(Records from a dataset)
[BEGIN]

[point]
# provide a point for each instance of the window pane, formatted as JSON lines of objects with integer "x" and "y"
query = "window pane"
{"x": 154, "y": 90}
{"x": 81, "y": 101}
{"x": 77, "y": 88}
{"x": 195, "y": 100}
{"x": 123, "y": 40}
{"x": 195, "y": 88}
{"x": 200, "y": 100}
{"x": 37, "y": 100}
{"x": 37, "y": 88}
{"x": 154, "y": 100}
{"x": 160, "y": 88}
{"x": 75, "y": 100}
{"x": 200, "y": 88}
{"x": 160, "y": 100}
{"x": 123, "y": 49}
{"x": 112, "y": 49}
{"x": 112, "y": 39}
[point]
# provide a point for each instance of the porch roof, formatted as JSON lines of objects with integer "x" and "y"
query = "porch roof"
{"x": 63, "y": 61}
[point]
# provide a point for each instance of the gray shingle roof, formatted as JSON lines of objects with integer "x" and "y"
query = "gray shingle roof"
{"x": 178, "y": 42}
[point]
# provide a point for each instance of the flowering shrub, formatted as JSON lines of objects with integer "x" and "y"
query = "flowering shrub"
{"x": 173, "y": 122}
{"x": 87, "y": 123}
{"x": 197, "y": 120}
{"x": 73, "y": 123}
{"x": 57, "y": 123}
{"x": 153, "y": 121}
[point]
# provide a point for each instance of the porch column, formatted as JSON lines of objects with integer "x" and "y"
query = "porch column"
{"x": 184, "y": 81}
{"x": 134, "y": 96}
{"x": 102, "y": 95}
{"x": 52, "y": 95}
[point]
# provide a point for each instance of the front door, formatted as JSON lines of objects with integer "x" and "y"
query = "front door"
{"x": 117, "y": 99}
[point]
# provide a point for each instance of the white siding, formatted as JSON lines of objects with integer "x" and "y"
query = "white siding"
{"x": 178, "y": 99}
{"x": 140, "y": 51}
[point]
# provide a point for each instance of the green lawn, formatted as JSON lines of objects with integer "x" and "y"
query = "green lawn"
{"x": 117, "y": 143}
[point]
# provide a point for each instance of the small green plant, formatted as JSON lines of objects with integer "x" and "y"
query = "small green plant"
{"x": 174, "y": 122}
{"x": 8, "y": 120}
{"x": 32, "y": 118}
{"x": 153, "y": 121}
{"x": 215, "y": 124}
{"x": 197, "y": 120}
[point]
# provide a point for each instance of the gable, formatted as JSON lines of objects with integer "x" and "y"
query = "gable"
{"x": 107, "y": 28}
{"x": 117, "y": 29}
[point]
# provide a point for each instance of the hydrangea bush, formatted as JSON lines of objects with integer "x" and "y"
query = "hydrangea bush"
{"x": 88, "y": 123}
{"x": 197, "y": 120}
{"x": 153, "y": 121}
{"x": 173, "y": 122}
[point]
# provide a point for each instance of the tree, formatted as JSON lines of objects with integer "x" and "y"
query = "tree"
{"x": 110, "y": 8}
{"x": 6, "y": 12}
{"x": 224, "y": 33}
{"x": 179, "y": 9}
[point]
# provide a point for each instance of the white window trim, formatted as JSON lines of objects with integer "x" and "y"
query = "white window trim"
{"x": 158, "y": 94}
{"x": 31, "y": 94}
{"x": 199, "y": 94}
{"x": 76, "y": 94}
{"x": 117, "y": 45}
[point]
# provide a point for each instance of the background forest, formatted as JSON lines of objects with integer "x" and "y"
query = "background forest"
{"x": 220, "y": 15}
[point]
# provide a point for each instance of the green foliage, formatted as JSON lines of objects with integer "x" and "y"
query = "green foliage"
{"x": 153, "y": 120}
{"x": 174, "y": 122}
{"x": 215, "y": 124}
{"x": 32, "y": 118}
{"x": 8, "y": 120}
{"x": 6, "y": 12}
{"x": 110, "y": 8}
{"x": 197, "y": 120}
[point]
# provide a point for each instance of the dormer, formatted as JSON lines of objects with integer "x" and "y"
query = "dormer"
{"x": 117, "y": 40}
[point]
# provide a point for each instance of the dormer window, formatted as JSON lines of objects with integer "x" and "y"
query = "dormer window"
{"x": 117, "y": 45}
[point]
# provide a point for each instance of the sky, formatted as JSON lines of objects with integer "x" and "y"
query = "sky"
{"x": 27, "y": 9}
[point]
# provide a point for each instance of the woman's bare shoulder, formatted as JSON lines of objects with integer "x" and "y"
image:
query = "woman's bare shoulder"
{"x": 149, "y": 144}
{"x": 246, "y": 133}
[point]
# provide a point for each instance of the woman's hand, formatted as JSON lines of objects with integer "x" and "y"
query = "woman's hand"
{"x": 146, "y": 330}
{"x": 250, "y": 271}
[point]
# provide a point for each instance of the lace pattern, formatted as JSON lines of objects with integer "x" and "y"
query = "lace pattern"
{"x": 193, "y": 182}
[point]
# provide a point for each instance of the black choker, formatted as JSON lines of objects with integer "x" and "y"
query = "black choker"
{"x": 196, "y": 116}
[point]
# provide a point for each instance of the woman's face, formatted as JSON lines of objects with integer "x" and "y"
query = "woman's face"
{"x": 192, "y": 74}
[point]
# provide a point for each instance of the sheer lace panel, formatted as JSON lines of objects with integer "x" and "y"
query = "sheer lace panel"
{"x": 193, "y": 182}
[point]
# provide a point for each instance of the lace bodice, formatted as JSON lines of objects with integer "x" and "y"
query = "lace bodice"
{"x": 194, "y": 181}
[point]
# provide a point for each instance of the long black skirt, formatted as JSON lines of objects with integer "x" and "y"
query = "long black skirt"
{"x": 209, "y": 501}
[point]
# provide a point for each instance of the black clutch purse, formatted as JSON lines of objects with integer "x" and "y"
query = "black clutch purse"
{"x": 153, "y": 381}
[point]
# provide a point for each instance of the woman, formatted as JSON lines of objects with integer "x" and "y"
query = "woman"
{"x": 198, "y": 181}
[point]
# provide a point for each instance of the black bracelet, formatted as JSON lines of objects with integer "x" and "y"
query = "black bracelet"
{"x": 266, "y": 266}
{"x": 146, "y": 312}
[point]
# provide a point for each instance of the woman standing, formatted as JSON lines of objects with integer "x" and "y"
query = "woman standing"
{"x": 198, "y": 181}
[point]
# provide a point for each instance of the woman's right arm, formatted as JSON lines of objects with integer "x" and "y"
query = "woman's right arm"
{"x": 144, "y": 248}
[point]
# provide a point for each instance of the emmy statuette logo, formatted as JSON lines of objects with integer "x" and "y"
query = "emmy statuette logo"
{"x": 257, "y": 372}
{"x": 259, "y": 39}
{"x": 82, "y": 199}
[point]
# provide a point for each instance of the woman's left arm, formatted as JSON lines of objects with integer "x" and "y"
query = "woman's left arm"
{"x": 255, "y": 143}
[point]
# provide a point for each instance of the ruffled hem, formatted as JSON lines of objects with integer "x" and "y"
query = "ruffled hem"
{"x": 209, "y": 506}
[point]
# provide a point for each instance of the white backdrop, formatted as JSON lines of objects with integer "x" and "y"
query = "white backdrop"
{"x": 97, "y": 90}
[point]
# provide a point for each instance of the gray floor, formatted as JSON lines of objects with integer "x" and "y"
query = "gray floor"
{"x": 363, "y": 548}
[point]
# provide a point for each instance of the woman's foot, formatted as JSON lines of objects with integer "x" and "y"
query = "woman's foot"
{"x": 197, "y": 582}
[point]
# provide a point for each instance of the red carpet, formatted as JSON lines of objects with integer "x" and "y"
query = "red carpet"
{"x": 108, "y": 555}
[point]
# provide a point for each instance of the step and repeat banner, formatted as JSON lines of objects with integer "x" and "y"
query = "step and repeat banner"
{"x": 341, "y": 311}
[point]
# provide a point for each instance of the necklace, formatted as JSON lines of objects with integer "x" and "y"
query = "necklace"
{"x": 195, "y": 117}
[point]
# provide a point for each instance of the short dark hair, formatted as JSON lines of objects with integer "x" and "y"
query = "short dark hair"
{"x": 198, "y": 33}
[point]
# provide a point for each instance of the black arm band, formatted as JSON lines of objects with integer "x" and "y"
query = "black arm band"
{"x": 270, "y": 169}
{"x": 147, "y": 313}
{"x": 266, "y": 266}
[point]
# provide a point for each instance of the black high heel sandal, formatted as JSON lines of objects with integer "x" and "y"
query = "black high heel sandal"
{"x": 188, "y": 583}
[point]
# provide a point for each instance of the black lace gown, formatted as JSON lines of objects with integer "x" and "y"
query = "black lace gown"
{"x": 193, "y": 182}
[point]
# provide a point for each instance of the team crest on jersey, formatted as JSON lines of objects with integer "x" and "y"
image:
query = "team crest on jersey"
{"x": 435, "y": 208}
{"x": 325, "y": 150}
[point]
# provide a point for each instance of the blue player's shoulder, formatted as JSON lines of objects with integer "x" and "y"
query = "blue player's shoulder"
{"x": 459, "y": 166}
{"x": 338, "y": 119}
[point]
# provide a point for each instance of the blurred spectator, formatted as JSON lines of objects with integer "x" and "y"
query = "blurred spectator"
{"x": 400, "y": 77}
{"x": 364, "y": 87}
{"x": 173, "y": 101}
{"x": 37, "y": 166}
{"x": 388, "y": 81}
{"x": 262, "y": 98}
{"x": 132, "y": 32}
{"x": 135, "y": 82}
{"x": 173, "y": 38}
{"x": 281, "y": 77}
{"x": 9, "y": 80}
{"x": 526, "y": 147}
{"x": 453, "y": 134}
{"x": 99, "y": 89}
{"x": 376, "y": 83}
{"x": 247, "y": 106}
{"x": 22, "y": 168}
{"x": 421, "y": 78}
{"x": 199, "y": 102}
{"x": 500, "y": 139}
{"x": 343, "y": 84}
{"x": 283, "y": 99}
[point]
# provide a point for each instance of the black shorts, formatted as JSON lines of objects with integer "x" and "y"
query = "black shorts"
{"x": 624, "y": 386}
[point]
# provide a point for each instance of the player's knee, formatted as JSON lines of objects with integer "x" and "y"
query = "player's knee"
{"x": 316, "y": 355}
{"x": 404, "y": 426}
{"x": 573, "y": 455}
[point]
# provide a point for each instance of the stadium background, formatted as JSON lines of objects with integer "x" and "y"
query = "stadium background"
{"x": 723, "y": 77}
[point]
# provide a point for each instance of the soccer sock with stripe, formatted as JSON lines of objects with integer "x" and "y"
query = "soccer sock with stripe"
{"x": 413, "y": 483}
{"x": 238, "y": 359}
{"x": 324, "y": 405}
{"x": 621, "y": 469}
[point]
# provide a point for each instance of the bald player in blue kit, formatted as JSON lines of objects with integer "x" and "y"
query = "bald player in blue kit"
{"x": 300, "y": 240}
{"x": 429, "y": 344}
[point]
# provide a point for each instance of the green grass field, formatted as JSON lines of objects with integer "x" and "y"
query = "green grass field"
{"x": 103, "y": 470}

[END]

Report every line of the entries above that contains the word "bodice", copying each such line in full.

SOLUTION BELOW:
# provide a point for each instance of the lace bodice, formatted as JSON lines of objects with integer "x" and "y"
query = "lace bodice"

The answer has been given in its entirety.